Texto proporcionado
——————

De joven tuvo que ser fibrosa y espigada, porque es muy alta, pero los años la han encorvado, fragilizando sus articulaciones. Sin embargo, su rostro vivaz –y el movimiento teatral de sus cejas– desmienten cualquier señal de decrepitud. ¿Está cansada? En absoluto. Nos encontramos en la Alhóndiga de Bilbao, a donde ha acudido para la inauguración del festival literario Gutun Zuria, y cuenta que en el avión ha escrito un artículo para The New Yorker y por la noche en el hotel ha revisado 15 páginas de su novela por entregas Positron (solo para “e-books”). Mientras tanto, no ha dejado de interactuar con alguno de sus 403.000 seguidores en Twitter, un medio que le fascina. “Cuando mi hermano era un joven científico, metía el brazo en una caja para alimentar a los mosquitos, y la verdad es que yo me siento igual: a esta edad, si me pican, me da igual”. En el mundo de la cultura, donde los tecnófobos son mayoría, su actitud no deja de ser desafiante, pero ella lo dice todo con una sonrisa tan dulce que a nadie se le ocurre llamarla transgresora. Y lo es.

-¿Cómo definiría su infancia?

Inusual. Crecí en el norte de Canadá y tres cuartas partes del año vivíamos en cabañas de los bosques porque mi padre era zoólogo. Hasta los 12 no pasé un curso completo en el colegio. Fui una lectora y escritora precoz, sobre todo porque no había ninguna otra forma de entretenimiento. Ni radio, ni tele, ni electricidad, ni cine, ni teatro. Así que mi hermano y yo leíamos y escribíamos cómics.

-¿Fue un shock cuando por fin, a los 12 años, tuvo que integrarse en una vida más ordinaria?

-La gente me parecía muy extraña.

-¿Nunca pensó que tal vez la rara era usted…?

-[Risas] No, no, estoy segura de que eran ellos… Me sorprendía mucho que la gente se interesara por cosas tan extrañas como los sofás. Cuando nosotros necesitábamos un mueble, sencillamente cortábamos un árbol y nos lo hacíamos. Así que crecí manejando peligrosas herramientas. Antes de que todo fuera electrónico, era capaz de arreglar cualquier motor.

-Cuando vivía en los bosques, ¿qué le daba miedo?

-Los incendios, los relámpagos de las tormentas (que provocan incendios), los osos y los alces en celo. Hay que evitarlos.

-Y en la ciudad, ¿qué la asustaba?

-Las cisternas y las aspiradoras: no entendía por qué las cosas desaparecían y a dónde se marchaban. Pero, en general, creo que cuando éramos pequeños nos pasábamos la vida haciendo cosas peligrosas y teníamos muy poco miedo. Ahora los niños no hacen nada porque no les dejan, pero nosotros caminábamos por los barrancos y las tuberías gigantes constantemente.

-¿Fue una infancia feliz?

——————

Registros de una fuente de datos
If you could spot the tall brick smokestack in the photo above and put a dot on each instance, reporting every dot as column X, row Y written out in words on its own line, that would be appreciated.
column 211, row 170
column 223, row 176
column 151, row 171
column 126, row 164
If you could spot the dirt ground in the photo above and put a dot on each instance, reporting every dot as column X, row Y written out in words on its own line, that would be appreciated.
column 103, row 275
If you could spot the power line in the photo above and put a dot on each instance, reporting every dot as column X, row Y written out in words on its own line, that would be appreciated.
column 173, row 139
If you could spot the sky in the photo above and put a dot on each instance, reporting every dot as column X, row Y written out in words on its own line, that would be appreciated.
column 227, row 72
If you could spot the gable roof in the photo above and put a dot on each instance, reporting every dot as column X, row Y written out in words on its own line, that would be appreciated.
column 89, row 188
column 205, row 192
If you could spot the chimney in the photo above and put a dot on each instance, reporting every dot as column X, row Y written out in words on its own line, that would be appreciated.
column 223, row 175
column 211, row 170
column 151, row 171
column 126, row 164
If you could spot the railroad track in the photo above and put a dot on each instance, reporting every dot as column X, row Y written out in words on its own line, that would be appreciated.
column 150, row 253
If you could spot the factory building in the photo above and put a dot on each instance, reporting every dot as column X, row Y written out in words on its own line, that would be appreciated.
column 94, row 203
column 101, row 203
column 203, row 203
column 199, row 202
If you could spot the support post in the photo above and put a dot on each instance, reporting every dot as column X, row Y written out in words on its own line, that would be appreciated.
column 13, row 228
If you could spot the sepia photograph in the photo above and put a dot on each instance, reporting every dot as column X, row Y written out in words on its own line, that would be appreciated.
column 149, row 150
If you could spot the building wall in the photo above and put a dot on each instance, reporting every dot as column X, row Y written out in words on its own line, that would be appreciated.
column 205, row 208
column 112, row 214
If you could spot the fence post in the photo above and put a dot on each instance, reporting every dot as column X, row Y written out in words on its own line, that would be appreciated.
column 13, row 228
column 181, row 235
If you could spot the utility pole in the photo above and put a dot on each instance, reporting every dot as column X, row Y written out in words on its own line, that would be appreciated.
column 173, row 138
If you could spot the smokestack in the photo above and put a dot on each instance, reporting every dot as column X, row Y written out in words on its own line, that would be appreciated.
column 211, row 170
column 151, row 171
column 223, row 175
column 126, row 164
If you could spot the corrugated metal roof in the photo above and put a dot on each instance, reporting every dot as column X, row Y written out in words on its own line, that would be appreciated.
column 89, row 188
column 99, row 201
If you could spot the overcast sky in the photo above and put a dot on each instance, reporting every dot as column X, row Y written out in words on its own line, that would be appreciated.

——————

Requisitos del ejercicio
1. Por favor, convierte en una lista breve el párrafo de la entrevista que empieza con «Inusual. Crecí en el norte de Canadá» y conserva sus datos principales.
2. Vuelve a escribir el pasaje de la entrevista que arranca en las palabras «Inusual. Crecí en» y termina después de «rara era usted…?», y sustituye en él «cabañas» por «chozas».

Soluciones completas
1.
- Tuvo una infancia inusual en el norte de Canadá.
- Tres cuartas partes del año vivían en cabañas de los bosques porque su padre era zoólogo.
- Hasta los 12 años no pasó un curso completo en el colegio.
- Fue una lectora y escritora precoz, sobre todo porque no había otra forma de entretenimiento: ni radio, ni tele, ni electricidad, ni cine, ni teatro.
- Su hermano y ella leían y escribían cómics.

2.
Inusual. Crecí en el norte de Canadá y tres cuartas partes del año vivíamos en chozas de los bosques porque mi padre era zoólogo. Hasta los 12 no pasé un curso completo en el colegio. Fui una lectora y escritora precoz, sobre todo porque no había ninguna otra forma de entretenimiento. Ni radio, ni tele, ni electricidad, ni cine, ni teatro. Así que mi hermano y yo leíamos y escribíamos cómics.

-¿Fue un shock cuando por fin, a los 12 años, tuvo que integrarse en una vida más ordinaria?

-La gente me parecía muy extraña.

-¿Nunca pensó que tal vez la rara era usted…?